* [Work to complete]:
Write out the data below in full, unchanged, minus the images.

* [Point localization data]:
'''

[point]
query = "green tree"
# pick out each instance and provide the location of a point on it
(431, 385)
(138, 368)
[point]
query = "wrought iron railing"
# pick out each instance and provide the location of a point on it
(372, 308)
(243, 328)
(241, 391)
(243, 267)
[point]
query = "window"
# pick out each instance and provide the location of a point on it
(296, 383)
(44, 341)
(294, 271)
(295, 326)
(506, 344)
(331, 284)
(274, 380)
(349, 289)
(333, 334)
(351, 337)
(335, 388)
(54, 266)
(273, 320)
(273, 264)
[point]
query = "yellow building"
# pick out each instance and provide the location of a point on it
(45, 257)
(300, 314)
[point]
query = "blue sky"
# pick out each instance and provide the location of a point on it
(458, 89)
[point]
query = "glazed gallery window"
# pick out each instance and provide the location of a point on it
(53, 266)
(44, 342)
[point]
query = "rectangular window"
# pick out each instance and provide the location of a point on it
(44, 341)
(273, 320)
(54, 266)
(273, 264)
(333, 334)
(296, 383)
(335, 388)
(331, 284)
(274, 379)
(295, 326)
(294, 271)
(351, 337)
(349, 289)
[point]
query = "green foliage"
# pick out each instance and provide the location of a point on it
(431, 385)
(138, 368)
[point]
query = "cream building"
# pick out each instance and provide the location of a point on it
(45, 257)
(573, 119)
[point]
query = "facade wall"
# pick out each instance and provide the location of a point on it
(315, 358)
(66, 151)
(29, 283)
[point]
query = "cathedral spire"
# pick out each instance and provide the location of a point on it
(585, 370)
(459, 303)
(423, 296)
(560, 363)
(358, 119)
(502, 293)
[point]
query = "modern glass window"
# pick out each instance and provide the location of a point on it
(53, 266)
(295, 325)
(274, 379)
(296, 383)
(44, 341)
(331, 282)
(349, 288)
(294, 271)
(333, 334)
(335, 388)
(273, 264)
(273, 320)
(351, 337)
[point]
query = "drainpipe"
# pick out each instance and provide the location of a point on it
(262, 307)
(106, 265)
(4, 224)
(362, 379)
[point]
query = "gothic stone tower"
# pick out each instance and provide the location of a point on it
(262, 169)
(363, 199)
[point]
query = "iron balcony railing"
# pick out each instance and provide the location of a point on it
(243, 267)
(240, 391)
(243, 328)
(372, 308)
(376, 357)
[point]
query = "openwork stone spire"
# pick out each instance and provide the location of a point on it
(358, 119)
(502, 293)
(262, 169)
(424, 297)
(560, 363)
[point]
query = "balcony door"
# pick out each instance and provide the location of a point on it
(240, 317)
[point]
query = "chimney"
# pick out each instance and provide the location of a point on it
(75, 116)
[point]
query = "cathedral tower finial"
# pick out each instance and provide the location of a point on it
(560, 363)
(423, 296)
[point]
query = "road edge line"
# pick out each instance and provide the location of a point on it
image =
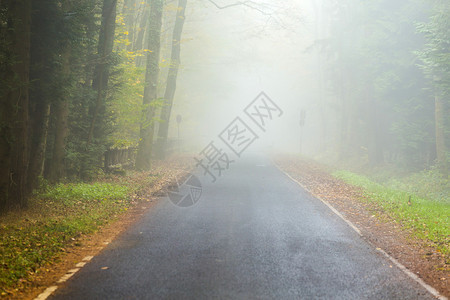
(404, 269)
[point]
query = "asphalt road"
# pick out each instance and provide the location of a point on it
(255, 234)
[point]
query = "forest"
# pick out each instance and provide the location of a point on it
(81, 77)
(114, 112)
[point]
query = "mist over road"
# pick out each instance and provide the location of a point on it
(255, 234)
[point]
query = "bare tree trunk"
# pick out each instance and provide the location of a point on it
(14, 106)
(38, 144)
(105, 47)
(374, 146)
(143, 159)
(441, 151)
(171, 85)
(61, 113)
(138, 43)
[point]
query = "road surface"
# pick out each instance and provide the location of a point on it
(255, 234)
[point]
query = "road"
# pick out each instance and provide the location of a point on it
(255, 234)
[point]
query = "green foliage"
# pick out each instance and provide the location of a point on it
(429, 219)
(70, 193)
(58, 215)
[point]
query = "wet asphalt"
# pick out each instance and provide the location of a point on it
(254, 234)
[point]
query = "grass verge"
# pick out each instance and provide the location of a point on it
(56, 216)
(428, 219)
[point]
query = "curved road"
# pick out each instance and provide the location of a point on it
(255, 234)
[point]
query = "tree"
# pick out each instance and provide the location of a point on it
(435, 59)
(15, 29)
(105, 47)
(171, 84)
(143, 159)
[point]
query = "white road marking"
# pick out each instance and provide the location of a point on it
(80, 264)
(405, 270)
(44, 295)
(88, 258)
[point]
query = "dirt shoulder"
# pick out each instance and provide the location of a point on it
(90, 245)
(378, 228)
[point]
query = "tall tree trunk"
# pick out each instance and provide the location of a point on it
(374, 146)
(143, 159)
(138, 43)
(38, 143)
(129, 15)
(441, 151)
(14, 106)
(105, 47)
(42, 72)
(171, 85)
(61, 113)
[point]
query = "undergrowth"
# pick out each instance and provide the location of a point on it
(56, 216)
(428, 218)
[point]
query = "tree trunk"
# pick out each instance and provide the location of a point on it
(138, 43)
(105, 47)
(38, 144)
(61, 113)
(441, 151)
(374, 146)
(14, 105)
(143, 159)
(171, 85)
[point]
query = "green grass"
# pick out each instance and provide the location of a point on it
(56, 217)
(427, 218)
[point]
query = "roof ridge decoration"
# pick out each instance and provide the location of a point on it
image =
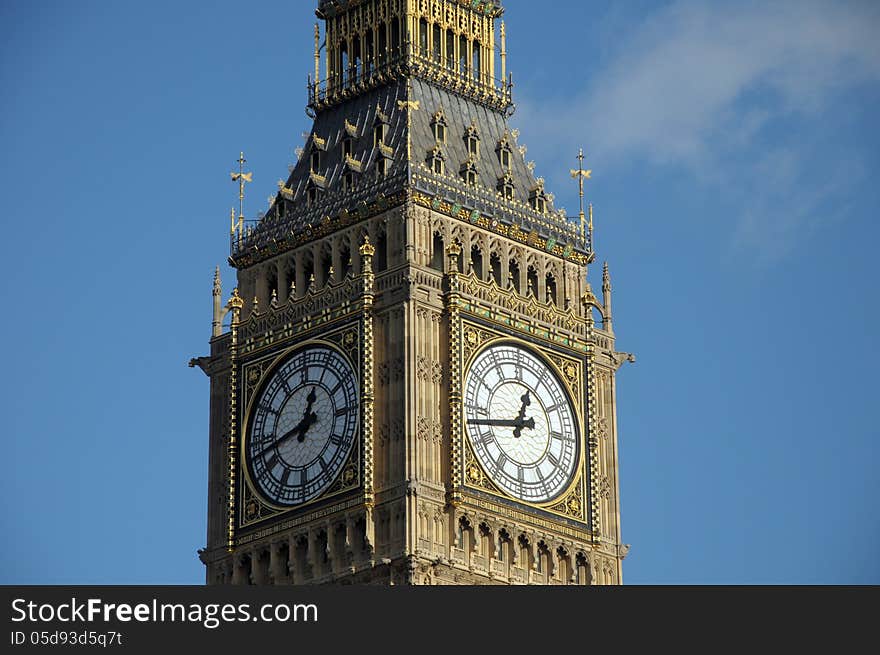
(353, 164)
(381, 116)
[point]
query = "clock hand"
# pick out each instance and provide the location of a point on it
(304, 425)
(526, 401)
(505, 423)
(300, 429)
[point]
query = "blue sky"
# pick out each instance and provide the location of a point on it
(733, 148)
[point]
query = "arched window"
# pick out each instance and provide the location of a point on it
(312, 195)
(550, 283)
(477, 261)
(532, 277)
(437, 252)
(462, 55)
(383, 43)
(513, 274)
(437, 42)
(343, 62)
(495, 265)
(356, 58)
(423, 38)
(476, 61)
(369, 54)
(395, 37)
(450, 49)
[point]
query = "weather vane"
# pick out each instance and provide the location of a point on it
(580, 175)
(241, 177)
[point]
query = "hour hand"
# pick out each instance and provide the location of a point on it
(505, 423)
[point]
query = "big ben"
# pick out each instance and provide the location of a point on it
(413, 381)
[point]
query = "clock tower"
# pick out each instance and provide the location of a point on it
(413, 381)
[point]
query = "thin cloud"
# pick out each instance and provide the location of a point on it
(709, 87)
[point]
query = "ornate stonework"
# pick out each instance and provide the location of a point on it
(410, 268)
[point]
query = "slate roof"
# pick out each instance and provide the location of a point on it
(358, 115)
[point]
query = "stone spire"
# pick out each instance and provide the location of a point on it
(606, 298)
(217, 322)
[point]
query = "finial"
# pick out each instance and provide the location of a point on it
(241, 177)
(317, 80)
(235, 300)
(580, 175)
(503, 53)
(367, 249)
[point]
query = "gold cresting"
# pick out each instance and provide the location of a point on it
(580, 175)
(241, 177)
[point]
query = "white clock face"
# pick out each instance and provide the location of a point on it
(303, 426)
(520, 423)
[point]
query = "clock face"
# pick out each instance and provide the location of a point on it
(303, 426)
(520, 423)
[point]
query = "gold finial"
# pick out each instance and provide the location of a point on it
(317, 58)
(367, 249)
(241, 177)
(580, 175)
(503, 53)
(590, 226)
(235, 301)
(408, 106)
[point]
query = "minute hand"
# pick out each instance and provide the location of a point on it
(505, 423)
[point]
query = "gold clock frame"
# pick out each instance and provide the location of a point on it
(253, 508)
(571, 370)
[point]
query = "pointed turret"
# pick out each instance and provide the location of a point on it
(606, 298)
(217, 323)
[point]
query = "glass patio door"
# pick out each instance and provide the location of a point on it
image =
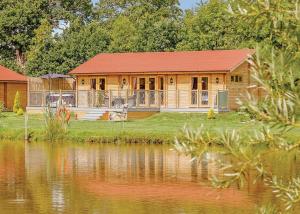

'''

* [Completed task]:
[point]
query = "green tree"
# pick out each instance and provide the location of a point on it
(431, 385)
(138, 368)
[point]
query = "wrought iron railing"
# pick out each instance and provide the location of a point on it
(372, 308)
(243, 328)
(241, 391)
(243, 267)
[point]
query = "window"
# pick out each instance and provide the location of a point on it
(296, 383)
(44, 341)
(294, 271)
(295, 326)
(506, 344)
(331, 284)
(274, 380)
(349, 289)
(333, 334)
(351, 337)
(335, 388)
(54, 266)
(273, 320)
(273, 264)
[point]
query = "yellow building"
# pick out each instance and provide the location of a point on it
(45, 257)
(300, 314)
[point]
query = "blue sky"
# pick out each instance and provide the location of a point on it
(458, 89)
[point]
query = "glazed gallery window"
# pick out each instance and provide the location of a point on it
(53, 266)
(44, 342)
[point]
query = "rectangular window"
# pick out each instance and provide the location of a point on it
(44, 341)
(273, 320)
(54, 266)
(273, 264)
(333, 334)
(296, 383)
(335, 388)
(331, 284)
(274, 379)
(295, 326)
(294, 271)
(351, 337)
(349, 289)
[point]
query = "green foliage"
# pick out each instance and provide the location of a point on it
(431, 385)
(138, 368)
[point]
query = "cream building"
# pick out each instance and provide the location of a point on it
(45, 257)
(573, 119)
[point]
query = "facade wall"
# pick out each instance and provide the location of a point on it
(315, 358)
(66, 151)
(29, 283)
[point]
query = "cathedral spire"
# pick out each instance and provide the location of a point on it
(585, 370)
(459, 303)
(423, 296)
(560, 363)
(358, 119)
(502, 293)
[point]
query = "modern glass window"
# pick out each instance and provide the location of a point on it
(53, 266)
(295, 325)
(274, 379)
(296, 383)
(44, 341)
(331, 282)
(349, 288)
(294, 271)
(333, 334)
(335, 388)
(273, 264)
(273, 320)
(351, 337)
[point]
query = "drainpipe"
# pick out each instance and provide the location of a point on it
(262, 307)
(106, 265)
(4, 224)
(362, 379)
[point]
query = "gothic stone tower"
# pick out each instance and provide the location of a point on it
(262, 169)
(363, 199)
[point]
query = "iron balcony railing"
# pick out each instance and provide the location of a point on it
(243, 267)
(240, 391)
(243, 328)
(372, 308)
(376, 357)
[point]
query = "openwork stone spire"
# pick out each instance and provide the location of a point on it
(358, 119)
(502, 293)
(262, 169)
(424, 297)
(560, 363)
[point]
query = "balcony door"
# pick out each instance and provide the location of a point on it
(240, 317)
[point]
query = "chimney"
# pick out each instance and provide the location of a point on it
(75, 116)
[point]
query = "cathedral tower finial"
# pick out each instance and provide the location of a point on it
(560, 363)
(423, 296)
[point]
query = "road edge line"
# pick out each instance and provide the location of a point on it
image =
(404, 269)
[point]
query = "asphalt road"
# pick out each instance and provide the location of a point on it
(255, 234)
[point]
query = "forest"
# pick out each instance and provide the location of a point on it
(81, 77)
(114, 112)
[point]
query = "mist over road"
# pick out each instance and provide the location of a point on it
(255, 234)
[point]
query = "bare tree trunk"
# pick out each instance and provide the location of a point on it
(14, 106)
(38, 144)
(105, 47)
(374, 146)
(143, 159)
(441, 151)
(171, 85)
(61, 113)
(138, 43)
[point]
query = "road surface"
# pick out each instance and provide the location of a point on it
(255, 234)
[point]
query = "road"
# pick out each instance and provide the location of a point on it
(255, 234)
[point]
query = "green foliage"
# pick out each instance and provide the location of a point on it
(429, 219)
(70, 193)
(58, 215)
[point]
query = "wet asphalt"
# pick out each instance and provide the location of a point on it
(254, 234)
[point]
query = "grass verge"
# pick out each instance and provide the location of a point on it
(56, 216)
(428, 219)
[point]
query = "curved road"
# pick out each instance and provide the location of a point on it
(255, 234)
[point]
query = "tree"
# pick out each instance and provide the location of a point on it
(435, 59)
(15, 29)
(105, 47)
(171, 84)
(143, 159)
[point]
query = "white road marking"
# pick out each instance and provide the location of a point on it
(80, 264)
(405, 270)
(44, 295)
(88, 258)
[point]
query = "dirt shoulder"
# pick out each instance and provide the location of a point on it
(90, 245)
(378, 228)
[point]
query = "tall tree trunk"
# pick out each instance and provide the location of a point on it
(374, 146)
(143, 159)
(138, 43)
(38, 143)
(129, 15)
(441, 151)
(14, 106)
(105, 47)
(42, 72)
(171, 85)
(61, 113)
[point]
query = "undergrowth"
# pick out each instance and provide the location of a point on it
(56, 216)
(428, 218)
[point]
query = "tree trunk"
# pick out each instance and provide the location of a point on it
(138, 43)
(105, 47)
(38, 144)
(61, 113)
(441, 151)
(374, 146)
(14, 105)
(143, 159)
(171, 85)
[point]
query = "green grass"
# pick out each instance and provide the location of a point on it
(56, 217)
(427, 218)
[point]
query = "roof ridge decoration"
# pick out each instance and provide the location of a point on it
image =
(353, 164)
(381, 116)
[point]
query = "clock hand"
# pick out each instance and provide the location of a point on it
(304, 425)
(526, 401)
(505, 423)
(300, 429)
[point]
query = "blue sky"
# pick out each instance and provide the location of a point on it
(733, 148)
[point]
query = "arched window"
# pick out each instance and provide the location of a point on it
(312, 195)
(550, 283)
(477, 261)
(532, 277)
(437, 252)
(462, 55)
(383, 43)
(513, 274)
(437, 42)
(343, 62)
(495, 265)
(356, 58)
(423, 38)
(476, 61)
(369, 54)
(395, 37)
(450, 49)
[point]
query = "weather vane"
# pick out each instance and provide the location of a point on it
(580, 175)
(241, 177)
[point]
query = "hour hand"
# pick out each instance and provide the location of a point on it
(505, 423)
[point]
query = "big ben"
# pick out each instance and provide the location of a point on it
(413, 381)
[point]
query = "clock tower"
# pick out each instance and provide the location of a point on it
(413, 381)
[point]
query = "thin cloud"
# pick out each instance and provide the location of a point on it
(709, 87)
[point]
query = "ornate stonework"
# pick out each instance and provide the location of a point on it
(410, 268)
[point]
query = "slate roof"
# pick out each instance and provide the location of a point on it
(358, 115)
[point]
query = "stone spire"
# pick out each instance and provide the location of a point on it
(606, 298)
(217, 322)
[point]
query = "finial"
# pick out each instance and provide the location of a point on it
(241, 177)
(317, 80)
(235, 300)
(580, 175)
(503, 53)
(367, 249)
[point]
query = "gold cresting"
# pick out each instance and provide the location of a point on it
(580, 175)
(241, 177)
[point]
query = "white clock face"
# pick out each instance and provide the location of a point on it
(303, 426)
(520, 423)
[point]
query = "clock face"
# pick out each instance and provide the location of a point on it
(303, 426)
(520, 423)
[point]
query = "gold finial"
# pick out each instance and provide the location of a point on it
(317, 58)
(367, 249)
(241, 177)
(580, 175)
(503, 53)
(590, 226)
(235, 301)
(408, 106)
[point]
query = "minute hand"
# pick out each instance and provide the location of a point on it
(505, 423)
[point]
query = "gold clock frame"
# pick out each instance and provide the location of a point on it
(253, 508)
(571, 370)
[point]
query = "pointed turret"
# pick out each instance and provide the location of a point on it
(606, 298)
(217, 323)
[point]
query = "glass patio door"
# pick out each instance and provide the location of a point on it
image =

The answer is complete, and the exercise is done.